Statutory accounts for the years ended 31 March 2017 and 31 March 2016 have been reported on by the auditors who issued an unqualified opinion in respect of both periods and the auditors' reports for 2017 and 2016 did not contain statements under 498(2) or 498(3) of the Companies Act 2006. Statutory accounts for the year ended 31 March 2016 have been filed with the Registrar of Companies. The statutoryaccounts for the year ended 31 March 2017, which were approved by the Board on 23 May 2017, will be delivered to the Registrar of Companies following the Company's Annual General Meeting.
2. Accounting policies
The accounting policies applied by the Group in this preliminary announcement are the same as those applied by the Group in the financial statements for the year ended 31 March 2016.
New standards and interpretations applied
The application of other new and revised standards and interpretations has not had a material effect on the net assets, results and disclosures of the Group.
3. Business and geographical segments
IFRS 8 requires operating segments to be identified on the basis of the internal financial information reported to the Chief Operating Decision Maker (CODM). The Group's CODM is deemed to be the Executive Directors on the Board, who are primarily responsible for the allocation of resources to segments and the assessment of performance of the segments.
The CODM assesses profit performance principally through adjusted profit measures consistent with those disclosed in the Annual Report and Accounts.
For the purposes of managing the business, the Group is organised into one reportable segment, being Food: manufacture and supply of food products to UK grocery retailers, the food service sector and other UK and global food producers.

_ENTRIES SUPPLIED:_
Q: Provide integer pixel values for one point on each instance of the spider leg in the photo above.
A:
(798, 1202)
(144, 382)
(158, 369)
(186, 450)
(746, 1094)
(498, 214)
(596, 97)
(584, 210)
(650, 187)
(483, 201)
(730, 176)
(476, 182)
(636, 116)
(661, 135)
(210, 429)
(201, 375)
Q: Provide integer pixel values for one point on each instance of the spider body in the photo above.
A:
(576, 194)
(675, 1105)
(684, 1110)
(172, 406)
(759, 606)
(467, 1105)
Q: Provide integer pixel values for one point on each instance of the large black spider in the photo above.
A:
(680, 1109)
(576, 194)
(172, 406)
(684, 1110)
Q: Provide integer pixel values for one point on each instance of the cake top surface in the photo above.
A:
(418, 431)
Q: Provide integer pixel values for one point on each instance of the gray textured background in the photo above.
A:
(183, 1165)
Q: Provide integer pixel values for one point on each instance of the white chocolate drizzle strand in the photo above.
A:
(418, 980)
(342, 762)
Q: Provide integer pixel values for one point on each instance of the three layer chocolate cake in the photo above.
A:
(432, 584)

_WHAT THIS EXERCISE ASKS:_
A: In the accounting notes, who is deemed to be the Group's Chief Operating Decision Maker?
B: Pick up the accounting notes after their final sentence and write what comes next.

_EXPECTED RESPONSES:_
A: The Executive Directors on the Board.

B:
The reportable segment 'Food' represents the aggregation of four operating segments which are aligned to the product categories of the Group; Fresh Pork, Convenience, Gourmet Products and Poultry, all of which manufacture and supply food products through the channels described above. These operating segments have been aggregated into one reportable segment as they share similar economic characteristics. The economic indicators which have been assessed in concluding that these operating segments should be aggregated include the similarity of long-term average margins; expected future financial performance; and operating and competitive risks. In addition, the operating segments are similar with regard to the nature of the products and production process, the type and class of customer, the method of distribution and the regulatory environment.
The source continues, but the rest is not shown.